[start PROVIDED INFORMATION]

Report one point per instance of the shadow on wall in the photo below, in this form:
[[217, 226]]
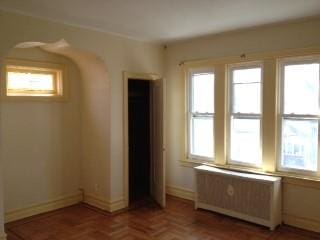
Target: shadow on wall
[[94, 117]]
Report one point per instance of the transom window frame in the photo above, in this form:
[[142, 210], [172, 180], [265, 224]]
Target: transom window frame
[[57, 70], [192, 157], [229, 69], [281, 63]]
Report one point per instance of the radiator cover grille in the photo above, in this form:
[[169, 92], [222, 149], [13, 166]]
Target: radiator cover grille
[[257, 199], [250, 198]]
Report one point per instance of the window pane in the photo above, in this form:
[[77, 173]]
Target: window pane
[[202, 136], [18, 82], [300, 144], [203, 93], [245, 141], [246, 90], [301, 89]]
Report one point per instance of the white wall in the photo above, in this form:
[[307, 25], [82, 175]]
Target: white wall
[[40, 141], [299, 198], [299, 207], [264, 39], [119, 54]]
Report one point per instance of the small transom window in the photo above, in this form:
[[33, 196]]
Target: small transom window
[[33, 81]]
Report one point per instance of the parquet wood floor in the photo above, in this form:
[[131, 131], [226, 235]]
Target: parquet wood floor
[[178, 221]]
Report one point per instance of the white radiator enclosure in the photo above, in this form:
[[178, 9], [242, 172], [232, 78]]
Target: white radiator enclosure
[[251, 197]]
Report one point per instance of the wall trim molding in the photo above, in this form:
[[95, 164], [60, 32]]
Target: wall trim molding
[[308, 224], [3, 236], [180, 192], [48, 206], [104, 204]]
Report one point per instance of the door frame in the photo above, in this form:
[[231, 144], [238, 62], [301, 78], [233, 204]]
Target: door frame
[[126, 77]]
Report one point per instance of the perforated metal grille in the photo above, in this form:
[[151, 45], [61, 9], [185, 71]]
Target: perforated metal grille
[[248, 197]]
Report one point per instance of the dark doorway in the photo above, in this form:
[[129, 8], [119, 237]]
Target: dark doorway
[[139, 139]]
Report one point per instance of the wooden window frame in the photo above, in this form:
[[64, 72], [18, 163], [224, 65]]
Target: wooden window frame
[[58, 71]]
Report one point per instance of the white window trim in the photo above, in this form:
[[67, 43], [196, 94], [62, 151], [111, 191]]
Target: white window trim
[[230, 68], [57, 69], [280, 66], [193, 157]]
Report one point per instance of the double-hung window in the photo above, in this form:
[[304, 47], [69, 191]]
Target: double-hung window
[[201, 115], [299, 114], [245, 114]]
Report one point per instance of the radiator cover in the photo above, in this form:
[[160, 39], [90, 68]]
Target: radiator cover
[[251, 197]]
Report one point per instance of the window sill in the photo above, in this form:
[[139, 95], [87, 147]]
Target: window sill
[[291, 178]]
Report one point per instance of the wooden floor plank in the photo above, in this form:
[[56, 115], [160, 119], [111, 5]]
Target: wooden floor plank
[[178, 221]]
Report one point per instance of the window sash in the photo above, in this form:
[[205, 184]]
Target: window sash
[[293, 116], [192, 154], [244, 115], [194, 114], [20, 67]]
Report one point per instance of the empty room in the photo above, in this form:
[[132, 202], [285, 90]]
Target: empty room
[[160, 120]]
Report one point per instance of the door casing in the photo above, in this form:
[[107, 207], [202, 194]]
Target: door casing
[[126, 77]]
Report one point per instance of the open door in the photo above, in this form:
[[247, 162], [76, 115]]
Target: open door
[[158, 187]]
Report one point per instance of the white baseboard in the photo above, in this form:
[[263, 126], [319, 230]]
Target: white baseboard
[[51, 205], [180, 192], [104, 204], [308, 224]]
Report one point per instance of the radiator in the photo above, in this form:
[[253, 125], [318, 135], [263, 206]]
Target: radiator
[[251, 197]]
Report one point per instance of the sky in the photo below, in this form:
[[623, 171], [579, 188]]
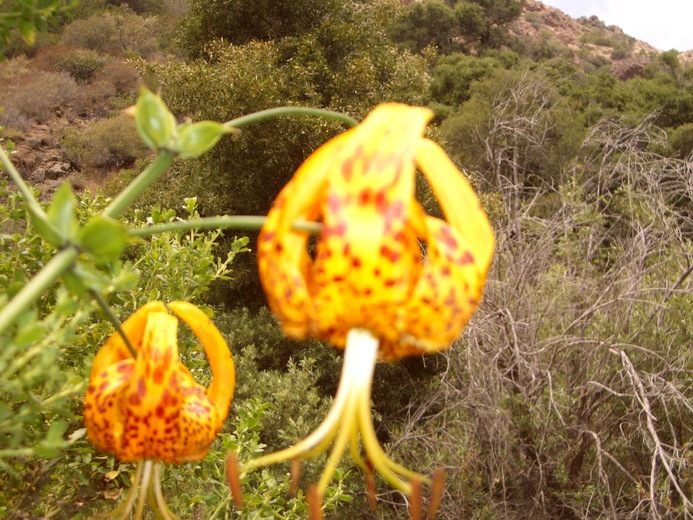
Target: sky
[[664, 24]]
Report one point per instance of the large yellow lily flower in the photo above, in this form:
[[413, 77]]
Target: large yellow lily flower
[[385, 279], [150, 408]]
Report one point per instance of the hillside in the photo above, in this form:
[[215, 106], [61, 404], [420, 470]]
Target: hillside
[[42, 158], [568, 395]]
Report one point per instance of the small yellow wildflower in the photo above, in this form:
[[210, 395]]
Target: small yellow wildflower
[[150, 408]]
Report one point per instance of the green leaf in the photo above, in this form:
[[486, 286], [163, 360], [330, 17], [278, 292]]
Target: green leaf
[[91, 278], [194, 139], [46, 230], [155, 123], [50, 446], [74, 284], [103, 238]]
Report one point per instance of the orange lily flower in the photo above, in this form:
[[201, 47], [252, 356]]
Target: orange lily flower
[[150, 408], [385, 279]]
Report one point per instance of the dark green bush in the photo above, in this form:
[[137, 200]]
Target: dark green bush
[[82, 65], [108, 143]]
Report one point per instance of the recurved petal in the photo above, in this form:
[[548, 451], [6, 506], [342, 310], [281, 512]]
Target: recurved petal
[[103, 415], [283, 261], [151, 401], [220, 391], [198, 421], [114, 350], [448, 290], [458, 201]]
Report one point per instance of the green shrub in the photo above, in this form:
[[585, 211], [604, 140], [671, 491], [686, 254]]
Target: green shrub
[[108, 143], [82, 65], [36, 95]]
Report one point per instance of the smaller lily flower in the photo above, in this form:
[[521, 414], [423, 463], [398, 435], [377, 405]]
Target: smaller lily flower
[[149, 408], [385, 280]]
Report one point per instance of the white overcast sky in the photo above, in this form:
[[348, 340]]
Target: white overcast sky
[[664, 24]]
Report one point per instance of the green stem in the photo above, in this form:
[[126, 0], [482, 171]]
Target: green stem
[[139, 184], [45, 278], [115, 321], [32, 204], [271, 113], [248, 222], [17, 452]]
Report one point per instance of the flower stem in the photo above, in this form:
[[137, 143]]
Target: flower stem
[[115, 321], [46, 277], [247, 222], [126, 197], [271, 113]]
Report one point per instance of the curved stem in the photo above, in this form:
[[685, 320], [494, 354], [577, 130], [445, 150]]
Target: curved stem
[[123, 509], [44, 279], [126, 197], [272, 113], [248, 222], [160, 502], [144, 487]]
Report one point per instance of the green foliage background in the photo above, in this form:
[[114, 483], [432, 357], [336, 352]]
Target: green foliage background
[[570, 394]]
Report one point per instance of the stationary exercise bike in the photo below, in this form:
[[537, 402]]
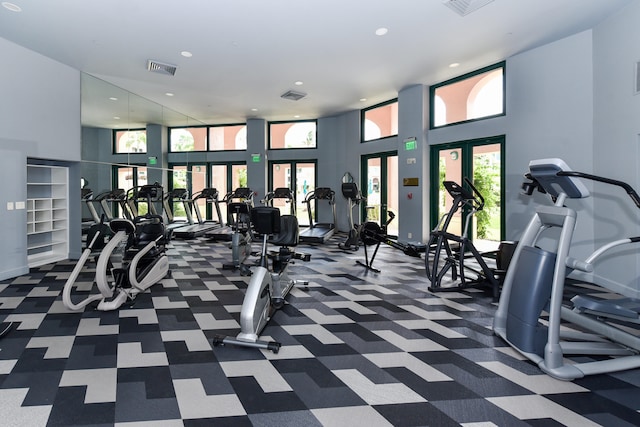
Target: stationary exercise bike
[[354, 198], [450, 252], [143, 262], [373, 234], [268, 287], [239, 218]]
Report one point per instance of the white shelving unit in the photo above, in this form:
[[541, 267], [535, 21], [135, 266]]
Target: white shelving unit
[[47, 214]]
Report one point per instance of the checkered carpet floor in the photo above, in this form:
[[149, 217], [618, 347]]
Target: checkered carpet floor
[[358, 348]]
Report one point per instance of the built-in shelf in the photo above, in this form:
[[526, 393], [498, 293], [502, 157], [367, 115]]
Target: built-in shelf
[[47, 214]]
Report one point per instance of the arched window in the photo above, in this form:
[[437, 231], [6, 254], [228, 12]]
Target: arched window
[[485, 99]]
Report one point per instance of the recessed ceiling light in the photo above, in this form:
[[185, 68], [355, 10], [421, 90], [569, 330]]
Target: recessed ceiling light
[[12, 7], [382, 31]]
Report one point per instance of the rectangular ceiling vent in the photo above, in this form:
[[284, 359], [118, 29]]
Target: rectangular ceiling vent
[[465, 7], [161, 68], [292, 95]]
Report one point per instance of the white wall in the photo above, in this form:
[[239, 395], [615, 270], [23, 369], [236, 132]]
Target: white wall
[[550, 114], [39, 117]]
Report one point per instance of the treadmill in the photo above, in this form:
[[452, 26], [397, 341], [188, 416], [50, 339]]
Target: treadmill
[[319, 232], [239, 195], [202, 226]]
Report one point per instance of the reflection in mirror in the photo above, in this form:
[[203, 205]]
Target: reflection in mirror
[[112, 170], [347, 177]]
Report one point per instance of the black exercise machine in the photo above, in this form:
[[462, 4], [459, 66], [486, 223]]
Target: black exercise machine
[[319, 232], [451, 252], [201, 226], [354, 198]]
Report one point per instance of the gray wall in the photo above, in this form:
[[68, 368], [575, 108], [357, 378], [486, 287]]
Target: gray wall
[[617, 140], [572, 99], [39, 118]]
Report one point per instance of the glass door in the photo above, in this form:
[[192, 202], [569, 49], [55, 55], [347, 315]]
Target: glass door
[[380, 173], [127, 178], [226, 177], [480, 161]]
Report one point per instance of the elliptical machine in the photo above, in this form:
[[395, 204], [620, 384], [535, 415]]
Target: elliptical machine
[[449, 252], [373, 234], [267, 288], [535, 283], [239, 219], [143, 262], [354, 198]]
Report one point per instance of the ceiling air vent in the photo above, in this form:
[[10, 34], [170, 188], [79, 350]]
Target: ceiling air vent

[end PROVIDED INFORMATION]

GOAL OF THE EXERCISE: Can you repeat the lines in the records above, word for word, from the line with "Report one point per instance of the rectangular" to the line with "[[465, 7], [161, 68], [292, 95]]", including both of those lines?

COMPLETED EXERCISE:
Report one point per instance of the rectangular ceiling vent in the photo above, in this form:
[[284, 359], [118, 29]]
Target: rectangular ceiling vent
[[465, 7], [161, 68], [292, 95]]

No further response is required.